-- Begin Data for processing --

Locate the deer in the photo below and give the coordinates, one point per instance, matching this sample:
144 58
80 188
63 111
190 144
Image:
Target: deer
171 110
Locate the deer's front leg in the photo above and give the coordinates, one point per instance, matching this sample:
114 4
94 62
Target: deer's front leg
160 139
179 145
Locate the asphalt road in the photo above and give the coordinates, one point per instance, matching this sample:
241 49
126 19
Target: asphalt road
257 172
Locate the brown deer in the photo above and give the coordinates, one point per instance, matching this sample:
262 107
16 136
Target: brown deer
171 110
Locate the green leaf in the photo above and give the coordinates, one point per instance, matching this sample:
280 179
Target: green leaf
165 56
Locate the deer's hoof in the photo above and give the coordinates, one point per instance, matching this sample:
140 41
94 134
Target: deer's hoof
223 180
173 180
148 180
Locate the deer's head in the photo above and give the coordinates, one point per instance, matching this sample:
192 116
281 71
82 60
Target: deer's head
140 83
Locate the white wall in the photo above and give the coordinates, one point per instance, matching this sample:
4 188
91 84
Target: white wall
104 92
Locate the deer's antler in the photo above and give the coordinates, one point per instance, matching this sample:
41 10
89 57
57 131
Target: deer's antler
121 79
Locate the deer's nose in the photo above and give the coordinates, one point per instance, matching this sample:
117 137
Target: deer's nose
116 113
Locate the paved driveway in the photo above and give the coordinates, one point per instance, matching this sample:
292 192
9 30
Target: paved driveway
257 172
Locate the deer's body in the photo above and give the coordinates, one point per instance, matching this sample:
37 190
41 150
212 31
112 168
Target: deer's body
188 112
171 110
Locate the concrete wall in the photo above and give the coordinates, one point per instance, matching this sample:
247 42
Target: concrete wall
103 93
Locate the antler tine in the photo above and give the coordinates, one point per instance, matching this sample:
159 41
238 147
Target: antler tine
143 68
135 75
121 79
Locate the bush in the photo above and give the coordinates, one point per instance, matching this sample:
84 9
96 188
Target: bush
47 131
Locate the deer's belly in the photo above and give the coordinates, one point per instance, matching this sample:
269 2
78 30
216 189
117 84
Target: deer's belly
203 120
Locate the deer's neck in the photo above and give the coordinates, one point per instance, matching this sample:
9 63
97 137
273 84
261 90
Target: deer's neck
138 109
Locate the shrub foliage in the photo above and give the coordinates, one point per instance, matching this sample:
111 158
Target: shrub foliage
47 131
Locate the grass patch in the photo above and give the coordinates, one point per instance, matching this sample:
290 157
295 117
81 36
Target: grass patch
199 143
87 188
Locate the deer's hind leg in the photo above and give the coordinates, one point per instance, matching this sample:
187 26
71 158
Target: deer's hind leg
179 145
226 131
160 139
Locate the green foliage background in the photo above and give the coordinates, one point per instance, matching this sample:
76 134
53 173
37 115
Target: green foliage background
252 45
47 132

-- End Data for processing --

> Task directions:
Restate the records, all of them, precisely as written.

> Response to the task:
Locate the deer in the photo below and give the coordinates, one point per instance, matching this sample:
144 58
80 188
63 111
190 144
Image:
Target: deer
171 110
Locate the deer's front leg in the photo above and give the coordinates, one point per instance, matching this sample:
114 4
94 62
Target: deer's front leg
160 139
179 145
Locate the asphalt road in the photo above and give the coordinates, one point per instance, matching this sample:
241 49
126 19
Target: asphalt road
257 172
Locate the brown deer in the photo above and give the coordinates, one point per instance, matching this sample:
262 107
16 136
Target: brown deer
171 110
Locate the green leaf in the photo above and give the coordinates, one point per instance, matching this sample:
280 179
Target: green leaf
165 56
Locate the deer's hoof in the photo above and give the coordinates, one point per instance, matching this sample:
140 41
94 134
Target: deer's hoof
223 180
173 180
148 180
Locate the deer's head in the photo above and give the coordinates, one point per instance, matching this sample:
192 116
281 71
82 60
Target: deer's head
140 83
Locate the white wall in the photo above and give the coordinates, one point per instance, matching this sample:
4 188
91 84
Target: white wall
104 92
Locate the deer's antler in the photo above and give the coordinates, one point per instance, matching this sample:
41 10
89 57
57 131
Target: deer's antler
121 79
Locate the deer's nose in the photo above and give the coordinates, one point per instance, matching this sample:
117 137
Target: deer's nose
116 113
Locate the paved driveway in the photo above and give the coordinates, one point per instance, matching this sample:
292 192
9 30
Target: paved driveway
257 172
Locate the deer's body in the photo above and give the coordinates, one point per instance, matching this sample:
37 190
41 150
212 31
112 168
Target: deer's body
188 112
171 110
Locate the concrete wall in the photo above and give the coordinates, one point per instance, matching this sample:
247 42
Target: concrete wall
103 93
Locate the antler tine in the photo above and give the coordinates, one point per instance, matching this sample:
159 41
238 147
Target: antler tine
143 68
135 75
121 79
Locate the bush in the photo above and give the coordinates, one point per instance, matching this sample:
84 9
96 188
Target: bush
47 131
Locate the deer's belly in the photo above and give the coordinates, one point per instance, matching this sample:
269 2
78 30
216 189
117 84
Target: deer's belly
203 120
Locate the deer's neck in the photo above and give the coordinates, one point per instance, matching this sample:
9 63
97 137
273 84
261 90
Target: deer's neck
138 109
Locate the shrub foliage in the photo above and give the coordinates, one point per instance, matching this sample:
111 158
Target: shrub foliage
47 131
Locate the grass patch in the photo above and give the coordinates, one point per instance, matching this sample:
290 157
295 117
81 36
Target: grass patch
199 143
87 188
Locate the deer's hind leg in the photo above and give the coordinates, one point per instance, matching this sample:
187 26
71 158
Target: deer's hind leg
179 145
226 131
160 139
Locate the green foliage background in the photo above and give the coordinates, one point per instance, matching this sample:
76 134
53 173
37 115
Target: green foliage background
252 45
47 132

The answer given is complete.